- _TASK TO COMPLETE_
Everything from the line that holds "TARGET = yogurt" through the end of the data below should be output exactly, both ends included.

- _EXERCISE MATERIAL_
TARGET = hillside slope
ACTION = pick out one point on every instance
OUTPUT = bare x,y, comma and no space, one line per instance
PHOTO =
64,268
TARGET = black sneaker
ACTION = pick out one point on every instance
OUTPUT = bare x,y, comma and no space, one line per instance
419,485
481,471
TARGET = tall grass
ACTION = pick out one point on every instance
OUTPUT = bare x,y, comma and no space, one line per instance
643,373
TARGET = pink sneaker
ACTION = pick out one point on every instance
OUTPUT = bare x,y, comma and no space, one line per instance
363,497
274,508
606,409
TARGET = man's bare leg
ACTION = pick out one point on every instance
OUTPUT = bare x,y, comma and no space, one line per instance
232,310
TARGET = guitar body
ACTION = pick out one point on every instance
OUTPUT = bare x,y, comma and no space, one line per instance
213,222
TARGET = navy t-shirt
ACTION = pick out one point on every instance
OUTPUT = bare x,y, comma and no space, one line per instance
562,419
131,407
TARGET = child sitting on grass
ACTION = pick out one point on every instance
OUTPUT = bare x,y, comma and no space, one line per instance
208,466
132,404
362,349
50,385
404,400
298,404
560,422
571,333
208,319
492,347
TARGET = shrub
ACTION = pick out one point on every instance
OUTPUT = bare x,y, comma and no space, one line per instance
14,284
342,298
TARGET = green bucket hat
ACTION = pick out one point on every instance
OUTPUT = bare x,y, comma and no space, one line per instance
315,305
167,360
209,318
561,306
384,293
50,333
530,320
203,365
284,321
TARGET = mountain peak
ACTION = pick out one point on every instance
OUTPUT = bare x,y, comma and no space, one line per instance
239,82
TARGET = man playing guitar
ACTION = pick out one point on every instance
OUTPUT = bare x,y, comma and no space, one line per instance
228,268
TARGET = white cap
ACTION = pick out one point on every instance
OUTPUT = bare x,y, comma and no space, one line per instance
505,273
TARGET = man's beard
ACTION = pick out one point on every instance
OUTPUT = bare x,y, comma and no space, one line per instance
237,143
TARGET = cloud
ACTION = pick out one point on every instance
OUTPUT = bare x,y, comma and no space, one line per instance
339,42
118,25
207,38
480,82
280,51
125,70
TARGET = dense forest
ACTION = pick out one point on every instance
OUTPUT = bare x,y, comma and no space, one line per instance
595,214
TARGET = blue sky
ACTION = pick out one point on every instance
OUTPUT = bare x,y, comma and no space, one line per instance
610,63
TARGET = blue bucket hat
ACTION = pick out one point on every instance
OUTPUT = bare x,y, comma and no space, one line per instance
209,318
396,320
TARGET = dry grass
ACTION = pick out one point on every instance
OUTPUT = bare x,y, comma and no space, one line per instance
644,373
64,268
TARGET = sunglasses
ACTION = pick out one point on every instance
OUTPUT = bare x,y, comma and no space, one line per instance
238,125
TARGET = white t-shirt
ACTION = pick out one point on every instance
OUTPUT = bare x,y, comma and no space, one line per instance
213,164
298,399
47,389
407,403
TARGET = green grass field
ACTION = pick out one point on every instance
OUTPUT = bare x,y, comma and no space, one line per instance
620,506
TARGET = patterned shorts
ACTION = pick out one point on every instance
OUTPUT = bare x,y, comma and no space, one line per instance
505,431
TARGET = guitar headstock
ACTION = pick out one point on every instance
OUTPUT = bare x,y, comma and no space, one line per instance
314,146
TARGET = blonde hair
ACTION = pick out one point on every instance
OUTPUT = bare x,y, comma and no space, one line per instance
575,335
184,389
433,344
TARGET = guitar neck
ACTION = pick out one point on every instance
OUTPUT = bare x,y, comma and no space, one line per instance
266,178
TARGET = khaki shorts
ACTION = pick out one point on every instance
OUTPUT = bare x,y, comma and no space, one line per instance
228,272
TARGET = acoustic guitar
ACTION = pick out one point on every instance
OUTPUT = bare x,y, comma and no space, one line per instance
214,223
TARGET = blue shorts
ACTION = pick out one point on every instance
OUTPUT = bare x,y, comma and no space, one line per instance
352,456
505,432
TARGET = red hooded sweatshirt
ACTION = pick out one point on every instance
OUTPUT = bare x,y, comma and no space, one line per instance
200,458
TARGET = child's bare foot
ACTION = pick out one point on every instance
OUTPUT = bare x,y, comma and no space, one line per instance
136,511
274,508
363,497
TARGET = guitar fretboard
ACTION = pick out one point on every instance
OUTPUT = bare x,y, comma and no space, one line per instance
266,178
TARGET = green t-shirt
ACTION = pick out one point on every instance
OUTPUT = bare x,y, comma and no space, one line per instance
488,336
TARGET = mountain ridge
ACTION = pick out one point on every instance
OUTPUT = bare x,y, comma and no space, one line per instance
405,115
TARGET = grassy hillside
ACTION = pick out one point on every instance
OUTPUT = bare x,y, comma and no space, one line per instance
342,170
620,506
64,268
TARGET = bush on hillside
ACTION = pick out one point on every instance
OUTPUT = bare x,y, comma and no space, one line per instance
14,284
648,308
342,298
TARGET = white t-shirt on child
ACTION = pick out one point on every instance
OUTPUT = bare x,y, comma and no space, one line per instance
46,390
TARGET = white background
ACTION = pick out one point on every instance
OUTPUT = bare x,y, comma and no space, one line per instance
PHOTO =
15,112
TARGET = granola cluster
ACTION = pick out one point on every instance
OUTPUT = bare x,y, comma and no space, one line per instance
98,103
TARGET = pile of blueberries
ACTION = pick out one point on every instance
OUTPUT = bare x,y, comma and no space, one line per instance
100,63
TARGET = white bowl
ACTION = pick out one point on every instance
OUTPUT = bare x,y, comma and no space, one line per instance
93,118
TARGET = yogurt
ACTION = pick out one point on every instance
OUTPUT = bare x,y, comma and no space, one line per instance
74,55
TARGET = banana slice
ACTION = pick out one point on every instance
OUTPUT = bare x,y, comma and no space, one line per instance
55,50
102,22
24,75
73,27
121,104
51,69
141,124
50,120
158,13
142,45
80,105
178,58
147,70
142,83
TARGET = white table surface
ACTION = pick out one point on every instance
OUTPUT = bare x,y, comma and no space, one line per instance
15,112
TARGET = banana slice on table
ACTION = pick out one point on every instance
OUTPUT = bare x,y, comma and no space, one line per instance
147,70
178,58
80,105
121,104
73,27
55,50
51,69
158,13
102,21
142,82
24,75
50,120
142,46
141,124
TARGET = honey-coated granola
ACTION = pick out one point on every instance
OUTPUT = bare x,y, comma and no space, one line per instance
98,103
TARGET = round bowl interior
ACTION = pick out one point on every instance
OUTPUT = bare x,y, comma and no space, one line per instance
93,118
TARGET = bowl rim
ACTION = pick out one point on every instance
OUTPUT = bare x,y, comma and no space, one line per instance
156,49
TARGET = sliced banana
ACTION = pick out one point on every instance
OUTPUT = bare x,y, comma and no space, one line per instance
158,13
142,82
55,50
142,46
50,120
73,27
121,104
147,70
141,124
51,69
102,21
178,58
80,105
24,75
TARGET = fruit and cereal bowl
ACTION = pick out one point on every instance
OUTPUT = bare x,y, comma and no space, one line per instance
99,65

- _OUTPUT FOR THIS EXERCISE_
TARGET = yogurt
ACTION = pick out one point on every instance
OUTPUT = bare x,y, comma and no space, one line per instance
74,55
TARGET = banana slice
ACTION = pick out one point on every instance
OUTPUT = bare x,y, comma and no space, one line per instance
55,50
102,22
24,75
73,27
121,104
51,69
141,124
50,120
158,13
142,45
80,105
178,58
147,70
142,83
TARGET = white table surface
ACTION = pick out one point on every instance
OUTPUT = bare x,y, comma and no space, one line per instance
15,112
TARGET = banana slice on table
ACTION = pick out one point on every instance
OUTPUT = bare x,y, comma and no space, one line per instance
147,70
178,58
80,105
121,104
73,27
55,50
51,69
158,13
102,21
142,82
24,75
50,120
142,46
141,124
TARGET = honey-coated granola
ACTION = pick out one point on every instance
OUTPUT = bare x,y, comma and no space, one line per instance
98,103
TARGET = round bowl interior
ACTION = pick out one point on every instance
OUTPUT = bare x,y, comma and no space, one line per instance
93,118
TARGET = bowl rim
ACTION = pick out one point on every instance
OUTPUT = bare x,y, comma and no space, one line per instance
156,49
TARGET = sliced banana
ACTION = pick out one point on every instance
OUTPUT = bare x,y, comma and no space, one line per instance
158,13
142,82
55,50
142,46
50,120
73,27
121,104
147,70
141,124
51,69
102,21
178,58
80,105
24,75
TARGET = fruit and cereal bowl
ACTION = pick out one point on every instance
OUTPUT = bare x,y, comma and no space, one line per instance
99,65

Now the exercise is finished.